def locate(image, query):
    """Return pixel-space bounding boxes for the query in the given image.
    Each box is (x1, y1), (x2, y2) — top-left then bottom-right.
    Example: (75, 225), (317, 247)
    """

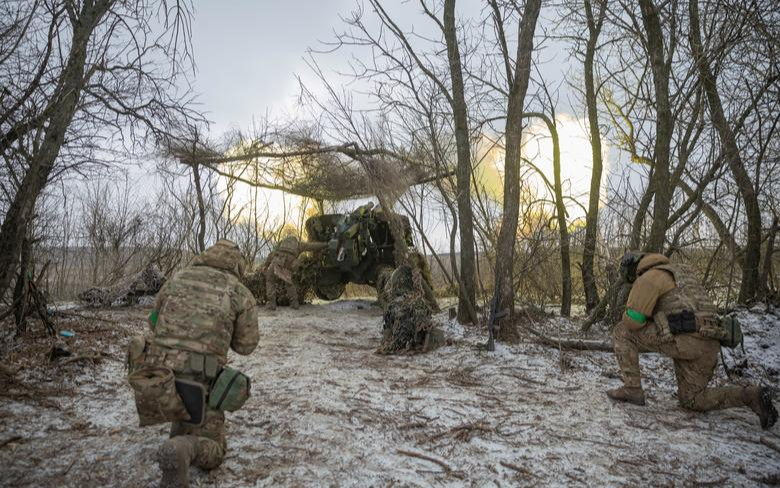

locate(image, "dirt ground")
(0, 300), (780, 487)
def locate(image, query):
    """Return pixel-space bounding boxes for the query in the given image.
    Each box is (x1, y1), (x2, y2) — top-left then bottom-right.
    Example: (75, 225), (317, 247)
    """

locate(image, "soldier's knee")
(612, 321), (631, 343)
(193, 437), (225, 471)
(678, 393), (707, 412)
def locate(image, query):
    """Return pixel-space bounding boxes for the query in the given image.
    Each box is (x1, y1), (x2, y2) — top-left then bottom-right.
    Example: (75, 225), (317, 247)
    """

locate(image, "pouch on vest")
(127, 335), (146, 373)
(176, 378), (206, 426)
(127, 367), (190, 427)
(720, 315), (744, 349)
(209, 367), (252, 412)
(666, 310), (699, 335)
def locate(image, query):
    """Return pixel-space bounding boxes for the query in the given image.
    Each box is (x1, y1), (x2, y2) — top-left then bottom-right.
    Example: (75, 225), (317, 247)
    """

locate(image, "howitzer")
(485, 282), (509, 352)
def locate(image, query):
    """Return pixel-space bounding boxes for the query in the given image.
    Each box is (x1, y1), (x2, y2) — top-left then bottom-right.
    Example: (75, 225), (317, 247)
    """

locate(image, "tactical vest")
(653, 264), (717, 315)
(653, 264), (723, 340)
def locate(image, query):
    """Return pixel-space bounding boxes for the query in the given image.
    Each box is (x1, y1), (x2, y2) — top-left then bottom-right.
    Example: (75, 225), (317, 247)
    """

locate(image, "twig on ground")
(758, 436), (780, 452)
(396, 449), (462, 477)
(55, 310), (119, 324)
(500, 461), (539, 478)
(0, 435), (22, 449)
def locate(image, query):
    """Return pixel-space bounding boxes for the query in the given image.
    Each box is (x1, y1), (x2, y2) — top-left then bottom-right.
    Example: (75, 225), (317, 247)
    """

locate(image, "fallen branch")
(429, 422), (492, 442)
(580, 279), (624, 332)
(396, 449), (453, 474)
(500, 461), (539, 478)
(758, 436), (780, 452)
(519, 311), (615, 352)
(54, 310), (119, 324)
(0, 435), (22, 449)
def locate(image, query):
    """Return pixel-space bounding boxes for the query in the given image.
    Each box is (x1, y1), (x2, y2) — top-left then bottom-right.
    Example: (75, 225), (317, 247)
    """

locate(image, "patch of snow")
(0, 306), (780, 488)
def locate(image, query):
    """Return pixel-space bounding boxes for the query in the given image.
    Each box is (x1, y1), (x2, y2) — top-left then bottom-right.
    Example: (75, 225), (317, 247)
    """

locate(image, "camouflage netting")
(241, 256), (317, 307)
(377, 265), (443, 354)
(241, 269), (265, 305)
(79, 264), (165, 308)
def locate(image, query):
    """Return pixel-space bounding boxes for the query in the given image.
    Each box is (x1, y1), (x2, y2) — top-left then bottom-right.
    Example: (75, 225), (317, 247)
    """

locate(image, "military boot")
(157, 435), (198, 488)
(742, 386), (777, 429)
(607, 386), (645, 405)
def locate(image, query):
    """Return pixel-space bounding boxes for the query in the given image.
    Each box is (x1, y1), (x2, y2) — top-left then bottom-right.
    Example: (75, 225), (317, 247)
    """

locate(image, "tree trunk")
(688, 0), (761, 303)
(13, 234), (33, 336)
(639, 0), (674, 252)
(582, 0), (605, 313)
(0, 0), (113, 297)
(444, 0), (477, 323)
(523, 112), (571, 317)
(759, 217), (780, 299)
(495, 0), (541, 340)
(191, 163), (206, 254)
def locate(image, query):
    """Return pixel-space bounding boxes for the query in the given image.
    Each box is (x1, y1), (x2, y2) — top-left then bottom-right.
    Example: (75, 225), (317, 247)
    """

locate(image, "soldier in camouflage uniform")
(264, 236), (328, 310)
(143, 240), (259, 487)
(607, 251), (778, 429)
(409, 247), (441, 313)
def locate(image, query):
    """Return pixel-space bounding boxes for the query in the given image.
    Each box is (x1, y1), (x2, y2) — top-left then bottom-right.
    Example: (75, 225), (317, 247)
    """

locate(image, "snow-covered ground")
(0, 300), (780, 487)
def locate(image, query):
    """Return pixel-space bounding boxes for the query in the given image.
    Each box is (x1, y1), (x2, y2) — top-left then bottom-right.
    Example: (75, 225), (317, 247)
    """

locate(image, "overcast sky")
(183, 0), (628, 252)
(193, 0), (355, 134)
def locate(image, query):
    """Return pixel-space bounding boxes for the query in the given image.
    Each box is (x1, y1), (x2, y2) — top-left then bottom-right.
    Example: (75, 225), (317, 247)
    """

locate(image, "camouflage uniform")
(143, 240), (259, 475)
(409, 248), (440, 313)
(265, 237), (327, 310)
(608, 254), (773, 424)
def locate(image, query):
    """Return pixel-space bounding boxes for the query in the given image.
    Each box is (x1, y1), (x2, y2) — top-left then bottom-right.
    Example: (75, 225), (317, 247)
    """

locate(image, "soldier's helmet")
(388, 264), (414, 297)
(620, 251), (646, 283)
(279, 236), (298, 253)
(193, 239), (246, 278)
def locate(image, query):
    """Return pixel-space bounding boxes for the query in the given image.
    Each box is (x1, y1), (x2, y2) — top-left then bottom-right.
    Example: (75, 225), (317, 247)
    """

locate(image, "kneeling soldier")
(129, 240), (259, 487)
(607, 251), (777, 429)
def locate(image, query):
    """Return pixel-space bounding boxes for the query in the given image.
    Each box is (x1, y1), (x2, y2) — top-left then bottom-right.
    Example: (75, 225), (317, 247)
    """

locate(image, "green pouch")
(720, 315), (744, 349)
(209, 367), (252, 412)
(126, 335), (147, 373)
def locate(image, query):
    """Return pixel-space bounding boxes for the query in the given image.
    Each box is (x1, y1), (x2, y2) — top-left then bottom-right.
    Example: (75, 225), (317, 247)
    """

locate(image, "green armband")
(626, 308), (647, 324)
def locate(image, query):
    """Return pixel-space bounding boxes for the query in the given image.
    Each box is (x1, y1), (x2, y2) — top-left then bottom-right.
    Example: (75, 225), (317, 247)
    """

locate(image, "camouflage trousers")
(265, 266), (298, 306)
(613, 322), (745, 412)
(171, 407), (227, 471)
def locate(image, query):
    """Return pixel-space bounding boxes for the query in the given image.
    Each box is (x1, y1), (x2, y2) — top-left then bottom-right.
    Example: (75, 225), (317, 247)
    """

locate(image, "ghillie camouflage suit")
(129, 240), (259, 486)
(377, 265), (443, 354)
(607, 251), (777, 428)
(263, 236), (327, 310)
(376, 247), (441, 313)
(79, 264), (165, 308)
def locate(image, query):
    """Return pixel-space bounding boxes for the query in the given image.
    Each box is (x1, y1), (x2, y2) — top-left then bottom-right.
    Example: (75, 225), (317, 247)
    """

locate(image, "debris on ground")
(0, 300), (780, 488)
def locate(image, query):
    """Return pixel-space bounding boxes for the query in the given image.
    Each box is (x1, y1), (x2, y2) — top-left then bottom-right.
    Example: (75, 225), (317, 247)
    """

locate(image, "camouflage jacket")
(153, 241), (260, 364)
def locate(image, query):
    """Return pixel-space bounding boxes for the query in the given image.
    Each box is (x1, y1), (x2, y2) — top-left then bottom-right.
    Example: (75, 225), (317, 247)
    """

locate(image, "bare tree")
(0, 0), (201, 304)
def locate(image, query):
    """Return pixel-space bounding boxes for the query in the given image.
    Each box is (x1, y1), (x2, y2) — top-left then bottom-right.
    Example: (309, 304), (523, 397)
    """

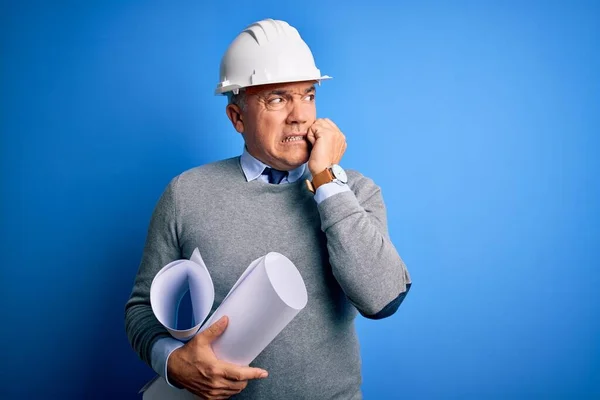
§ §
> _Request_
Extract every line from the first one down to the line containing "(678, 393), (707, 412)", both included, and reproduce them verbatim. Leave the pictures out.

> _Final result_
def locate(image, query):
    """Return pixel-space bounding boxes for the query in the given image.
    Each box is (x1, y1), (x2, y2) — top-left then bottom-right.
    Example: (75, 225), (317, 247)
    """


locate(image, "dirt ground")
(0, 300), (780, 487)
def locate(image, query):
    """Return pixel-space bounding boxes for the query in the given image.
    Each box is (x1, y1), (x2, y2) — top-left then bottom-right.
    Example: (75, 225), (317, 247)
    """

locate(image, "soldier's knee")
(612, 321), (631, 343)
(193, 437), (225, 471)
(678, 393), (707, 412)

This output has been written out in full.